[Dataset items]
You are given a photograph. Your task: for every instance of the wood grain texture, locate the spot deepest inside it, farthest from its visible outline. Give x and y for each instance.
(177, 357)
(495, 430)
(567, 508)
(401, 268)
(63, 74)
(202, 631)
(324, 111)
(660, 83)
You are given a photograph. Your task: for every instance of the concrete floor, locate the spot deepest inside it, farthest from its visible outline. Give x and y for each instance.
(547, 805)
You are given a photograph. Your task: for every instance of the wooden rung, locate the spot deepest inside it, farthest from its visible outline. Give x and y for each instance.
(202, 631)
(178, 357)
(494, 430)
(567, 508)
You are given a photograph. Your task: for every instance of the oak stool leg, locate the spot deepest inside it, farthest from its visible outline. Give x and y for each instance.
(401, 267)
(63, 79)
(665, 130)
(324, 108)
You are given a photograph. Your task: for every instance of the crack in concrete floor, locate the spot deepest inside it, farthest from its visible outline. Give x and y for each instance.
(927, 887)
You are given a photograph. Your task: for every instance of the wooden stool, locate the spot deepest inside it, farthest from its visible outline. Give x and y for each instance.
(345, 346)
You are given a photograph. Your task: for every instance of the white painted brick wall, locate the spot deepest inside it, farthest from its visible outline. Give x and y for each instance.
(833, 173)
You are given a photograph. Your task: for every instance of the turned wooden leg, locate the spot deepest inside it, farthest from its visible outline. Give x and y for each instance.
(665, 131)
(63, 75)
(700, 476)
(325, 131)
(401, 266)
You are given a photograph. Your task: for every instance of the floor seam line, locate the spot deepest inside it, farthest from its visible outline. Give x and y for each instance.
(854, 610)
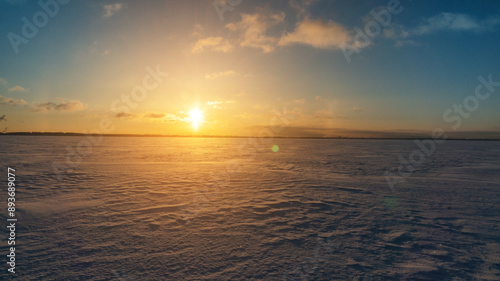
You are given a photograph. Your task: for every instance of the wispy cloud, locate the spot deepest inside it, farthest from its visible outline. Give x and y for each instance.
(452, 22)
(217, 44)
(159, 117)
(125, 115)
(220, 102)
(11, 101)
(111, 9)
(228, 73)
(253, 29)
(59, 105)
(17, 89)
(318, 34)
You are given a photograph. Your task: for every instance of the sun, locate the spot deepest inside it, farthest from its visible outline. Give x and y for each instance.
(196, 117)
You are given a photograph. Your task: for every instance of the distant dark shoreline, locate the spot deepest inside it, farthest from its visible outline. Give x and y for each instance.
(60, 134)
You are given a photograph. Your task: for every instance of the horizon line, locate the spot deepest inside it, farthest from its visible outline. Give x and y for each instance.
(69, 134)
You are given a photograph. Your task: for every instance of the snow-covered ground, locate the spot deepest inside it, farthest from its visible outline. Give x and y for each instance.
(210, 209)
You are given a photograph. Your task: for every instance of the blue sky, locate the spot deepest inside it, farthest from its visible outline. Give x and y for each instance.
(259, 58)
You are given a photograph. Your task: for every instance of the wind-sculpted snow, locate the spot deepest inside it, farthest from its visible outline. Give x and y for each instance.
(314, 210)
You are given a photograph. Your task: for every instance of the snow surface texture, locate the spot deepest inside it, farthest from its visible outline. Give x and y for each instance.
(159, 209)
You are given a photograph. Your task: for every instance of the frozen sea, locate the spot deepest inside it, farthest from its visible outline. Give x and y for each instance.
(147, 208)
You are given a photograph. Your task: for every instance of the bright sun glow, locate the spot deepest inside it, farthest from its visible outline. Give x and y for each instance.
(196, 117)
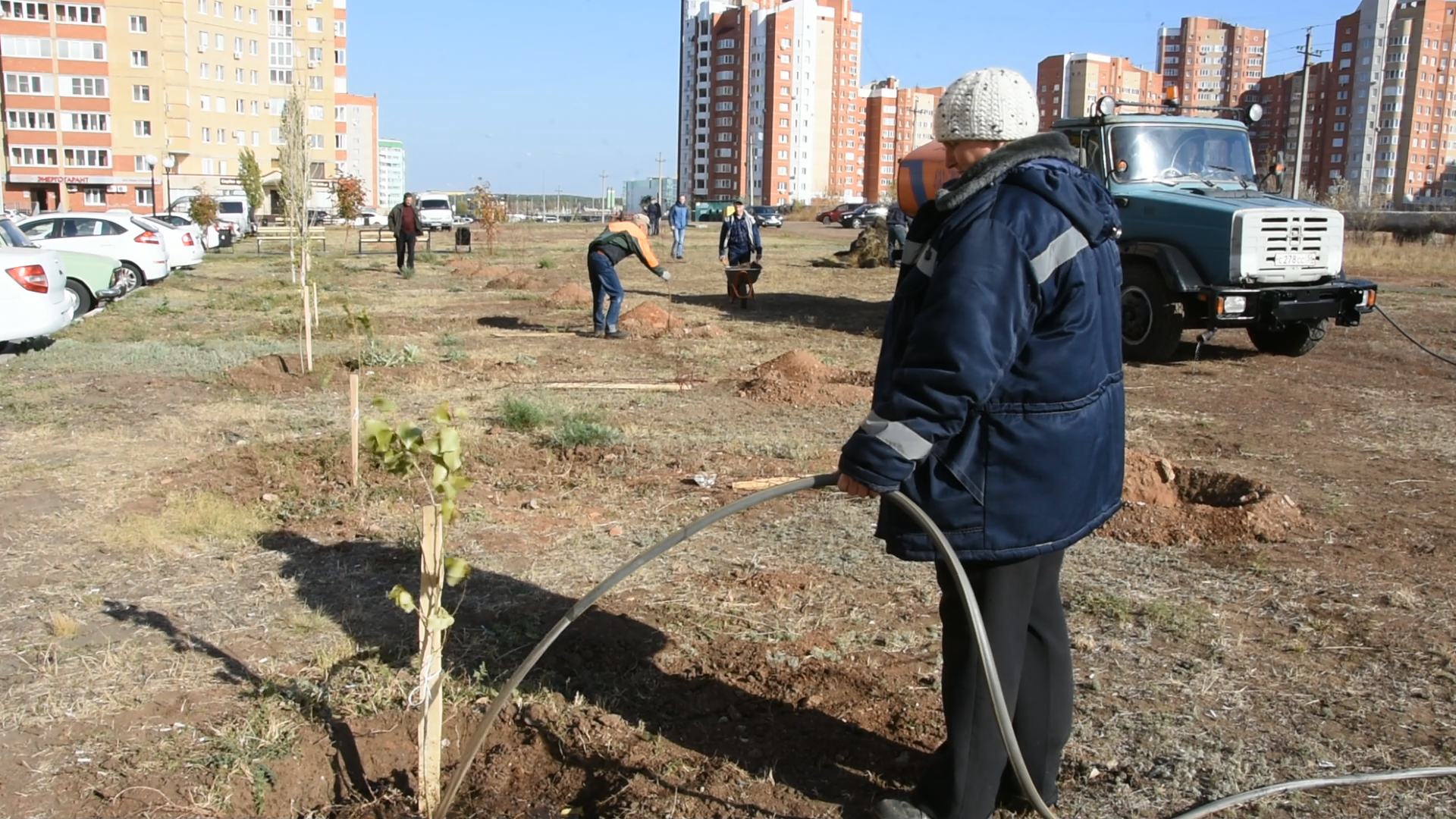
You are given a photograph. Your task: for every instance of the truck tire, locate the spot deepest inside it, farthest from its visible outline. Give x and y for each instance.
(1152, 325)
(1291, 338)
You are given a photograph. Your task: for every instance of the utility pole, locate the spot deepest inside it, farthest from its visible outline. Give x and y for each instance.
(1304, 108)
(660, 161)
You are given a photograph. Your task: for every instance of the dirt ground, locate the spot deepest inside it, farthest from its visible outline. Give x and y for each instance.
(199, 621)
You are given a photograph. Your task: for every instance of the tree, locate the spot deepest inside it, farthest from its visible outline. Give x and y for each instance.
(251, 178)
(348, 194)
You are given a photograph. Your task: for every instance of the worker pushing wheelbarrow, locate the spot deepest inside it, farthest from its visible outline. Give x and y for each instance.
(740, 248)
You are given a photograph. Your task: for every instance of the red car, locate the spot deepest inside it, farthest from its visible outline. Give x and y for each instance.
(832, 216)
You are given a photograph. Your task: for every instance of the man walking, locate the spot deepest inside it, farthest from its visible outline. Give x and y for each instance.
(615, 243)
(654, 215)
(405, 224)
(739, 238)
(999, 407)
(677, 218)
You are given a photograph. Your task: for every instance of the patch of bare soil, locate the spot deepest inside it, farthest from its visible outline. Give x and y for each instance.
(570, 297)
(284, 373)
(1165, 503)
(651, 321)
(800, 378)
(514, 281)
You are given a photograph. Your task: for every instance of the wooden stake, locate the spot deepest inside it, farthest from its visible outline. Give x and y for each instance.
(354, 428)
(431, 645)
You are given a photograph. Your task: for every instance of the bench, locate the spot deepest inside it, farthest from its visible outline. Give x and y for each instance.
(375, 237)
(287, 235)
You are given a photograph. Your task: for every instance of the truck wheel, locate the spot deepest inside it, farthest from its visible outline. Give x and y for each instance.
(1291, 338)
(1150, 321)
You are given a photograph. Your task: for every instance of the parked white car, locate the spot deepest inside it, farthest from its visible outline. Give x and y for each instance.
(34, 299)
(184, 248)
(105, 234)
(436, 212)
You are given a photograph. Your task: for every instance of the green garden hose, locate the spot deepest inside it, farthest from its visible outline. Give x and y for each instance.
(973, 613)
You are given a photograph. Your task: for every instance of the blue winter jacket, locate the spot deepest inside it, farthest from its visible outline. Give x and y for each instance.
(999, 401)
(677, 216)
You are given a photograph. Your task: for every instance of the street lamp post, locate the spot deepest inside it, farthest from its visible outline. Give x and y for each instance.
(168, 164)
(152, 168)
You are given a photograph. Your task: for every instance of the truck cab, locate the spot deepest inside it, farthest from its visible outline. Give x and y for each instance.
(1203, 245)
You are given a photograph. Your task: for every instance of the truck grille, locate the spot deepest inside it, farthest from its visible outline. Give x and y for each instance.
(1280, 245)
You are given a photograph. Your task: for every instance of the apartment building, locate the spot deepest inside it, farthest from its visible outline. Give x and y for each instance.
(1210, 61)
(391, 172)
(102, 98)
(769, 101)
(356, 142)
(897, 120)
(1069, 85)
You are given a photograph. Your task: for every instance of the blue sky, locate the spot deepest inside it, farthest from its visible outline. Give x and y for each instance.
(548, 93)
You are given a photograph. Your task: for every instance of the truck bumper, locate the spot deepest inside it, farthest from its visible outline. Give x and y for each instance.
(1343, 300)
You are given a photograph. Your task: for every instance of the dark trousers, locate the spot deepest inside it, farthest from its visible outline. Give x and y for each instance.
(405, 246)
(1021, 604)
(604, 284)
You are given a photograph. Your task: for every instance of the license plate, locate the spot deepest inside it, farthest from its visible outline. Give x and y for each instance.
(1296, 260)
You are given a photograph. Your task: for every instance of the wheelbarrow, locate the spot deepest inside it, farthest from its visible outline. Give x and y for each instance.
(742, 280)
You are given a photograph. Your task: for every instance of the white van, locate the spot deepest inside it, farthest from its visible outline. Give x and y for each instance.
(435, 210)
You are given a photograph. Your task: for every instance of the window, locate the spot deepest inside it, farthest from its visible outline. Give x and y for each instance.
(36, 156)
(83, 86)
(27, 11)
(30, 120)
(72, 14)
(88, 158)
(25, 46)
(86, 121)
(28, 83)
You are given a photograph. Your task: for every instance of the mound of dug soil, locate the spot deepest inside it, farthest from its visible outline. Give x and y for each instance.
(651, 321)
(800, 378)
(1165, 503)
(570, 297)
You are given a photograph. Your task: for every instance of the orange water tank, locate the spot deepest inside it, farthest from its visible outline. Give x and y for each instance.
(922, 174)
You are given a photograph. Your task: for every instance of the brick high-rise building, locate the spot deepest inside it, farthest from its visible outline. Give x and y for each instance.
(897, 120)
(92, 89)
(1210, 61)
(769, 104)
(1069, 85)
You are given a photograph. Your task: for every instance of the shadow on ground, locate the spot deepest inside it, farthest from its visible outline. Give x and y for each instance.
(606, 659)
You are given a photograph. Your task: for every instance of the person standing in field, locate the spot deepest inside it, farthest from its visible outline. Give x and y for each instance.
(619, 241)
(405, 224)
(999, 409)
(677, 218)
(739, 238)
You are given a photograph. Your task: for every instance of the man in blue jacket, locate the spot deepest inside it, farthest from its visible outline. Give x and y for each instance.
(999, 409)
(739, 240)
(677, 218)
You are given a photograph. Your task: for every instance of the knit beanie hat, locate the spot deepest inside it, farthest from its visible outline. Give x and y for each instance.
(992, 104)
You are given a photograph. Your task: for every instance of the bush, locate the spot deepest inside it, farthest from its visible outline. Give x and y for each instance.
(520, 414)
(582, 431)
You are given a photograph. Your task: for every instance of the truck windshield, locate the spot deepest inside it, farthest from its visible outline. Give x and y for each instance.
(1174, 153)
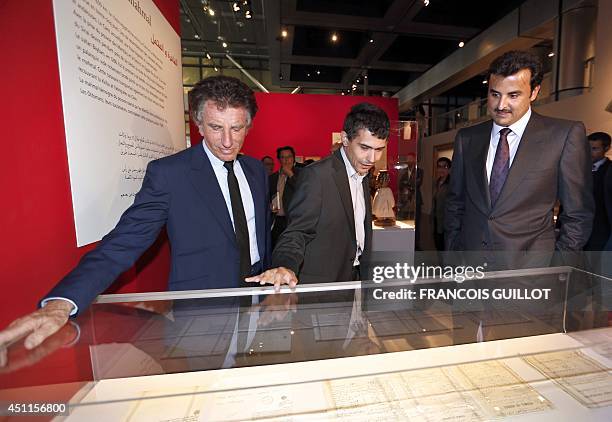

Exercise → Copy the lines of the Dataset items verbatim, from the line holding "of the shadow" through the end of the Dataset items, inclusive. Leave the pictures out of your answer.

Written answer →
You are given a photograph. Your task: for every instance of the shadow on ground, locate the spot deepest inside it, farthest from its visible outline. Give x and y for each instance.
(606, 659)
You are given a photograph. Your task: for every instance of the person standing in field, locate the spot deepest inside it, farthest from its visible outline. Give x and y for each instance.
(619, 241)
(405, 224)
(999, 409)
(677, 218)
(739, 238)
You are given a photograph. Your task: for every instance of the man in blue jacket, locate the spot deepest inside it, farthest from its visible outline. Give x and y for each instance.
(999, 409)
(739, 240)
(677, 218)
You are given a photograph. Your task: for every instance of the knit beanie hat, locate the spot deepest inside it, farthest from its visible outline. Give x and y for each instance.
(992, 104)
You are given a photograph. Your task: for every instance of the bush, locate the spot deepest inside it, farthest from its visible outline. Give x and y for each instance.
(520, 414)
(582, 431)
You are given a photograph. Your task: for every instance of the truck windshield, locate the spot deepest inside it, farthest from its visible outline. Give x and y for each instance.
(1174, 153)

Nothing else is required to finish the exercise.